§ **EXTRACTED DATA**
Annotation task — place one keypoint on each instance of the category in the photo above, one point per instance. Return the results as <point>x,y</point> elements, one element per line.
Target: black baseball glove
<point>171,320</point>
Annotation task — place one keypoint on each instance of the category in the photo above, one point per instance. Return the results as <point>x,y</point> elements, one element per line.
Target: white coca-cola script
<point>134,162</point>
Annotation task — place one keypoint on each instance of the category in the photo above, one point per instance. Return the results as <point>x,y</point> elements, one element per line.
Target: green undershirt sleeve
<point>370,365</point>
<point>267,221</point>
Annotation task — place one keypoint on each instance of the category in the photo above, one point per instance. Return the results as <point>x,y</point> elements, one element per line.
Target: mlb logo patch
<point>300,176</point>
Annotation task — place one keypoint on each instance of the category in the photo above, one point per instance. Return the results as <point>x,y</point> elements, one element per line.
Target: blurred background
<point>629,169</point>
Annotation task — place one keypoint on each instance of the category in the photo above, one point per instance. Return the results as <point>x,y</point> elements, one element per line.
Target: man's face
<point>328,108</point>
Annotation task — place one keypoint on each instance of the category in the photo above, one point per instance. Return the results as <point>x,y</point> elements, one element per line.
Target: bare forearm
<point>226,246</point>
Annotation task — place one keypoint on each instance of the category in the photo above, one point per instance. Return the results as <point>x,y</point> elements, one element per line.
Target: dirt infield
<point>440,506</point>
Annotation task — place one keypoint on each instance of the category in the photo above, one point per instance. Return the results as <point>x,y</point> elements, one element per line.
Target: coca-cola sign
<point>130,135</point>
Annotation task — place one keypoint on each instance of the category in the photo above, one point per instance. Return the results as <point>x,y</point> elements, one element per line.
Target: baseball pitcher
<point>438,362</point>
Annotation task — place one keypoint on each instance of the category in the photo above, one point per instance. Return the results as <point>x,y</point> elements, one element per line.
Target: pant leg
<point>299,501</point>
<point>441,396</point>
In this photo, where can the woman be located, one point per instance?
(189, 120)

§ **STATED GOAL**
Edit every item above by replacing "Target" with "Label", leaving everything else unchanged.

§ **RESULT OF THE TASK**
Annotation task — place one keypoint on each instance of the category in the photo above, one point per instance. Return the results as <point>x,y</point> elements, one element per line.
Label: black baseball glove
<point>171,320</point>
Annotation task — place one keypoint on each instance of the category in the photo above, one point per instance. Return the results as <point>x,y</point> elements, one element per line.
Label: white coca-cola script
<point>134,162</point>
Annotation task — place one keypoint on each instance of the category in the photo above, one point per instance. Return the results as <point>x,y</point> elements, one element per line.
Label: green undershirt sleeve
<point>370,365</point>
<point>267,221</point>
Annotation task — place one keypoint on each instance of the category in the photo above, one point per instance. Return the results as <point>x,y</point> elements, one element per line.
Label: mlb logo patch
<point>300,176</point>
Annotation task — place one keypoint on each instance of the category in the photo above, one point per instance. Return the results as <point>x,y</point> elements, one element per line.
Label: blurred background
<point>629,169</point>
Annotation task — place one keypoint on each instance of the category in the photo above, one point per instance. Return the results as <point>x,y</point> elements, one element per line.
Label: man's face
<point>328,108</point>
Annotation task — place one keypoint on each instance of the category in the photo above, one point per instance. Return the results as <point>x,y</point> elements, one element per line.
Label: bare forearm
<point>226,246</point>
Annotation task — place one keypoint on each instance of the category in the photo above, one point per instance. Return the results as <point>x,y</point> elements, one element per line.
Label: dirt infield
<point>440,506</point>
Annotation task — place one keypoint on each instance of the category in the photo above, one point per instance. Return the results as <point>x,y</point> elements, one element per line.
Label: coca-cola sign
<point>130,135</point>
Annotation task — place one keypoint on each instance of the category in the photo above, one point per instance. Return the results as <point>x,y</point> elements, one element per line.
Label: baseball pitcher
<point>438,362</point>
Annotation task — place one keypoint on each instance of the category in the photo above, one point per instance. Return the results as <point>x,y</point> elements, one element per line.
Label: pant leg
<point>299,501</point>
<point>441,396</point>
In this photo, where can the woman be located, one point per instance?
(189, 120)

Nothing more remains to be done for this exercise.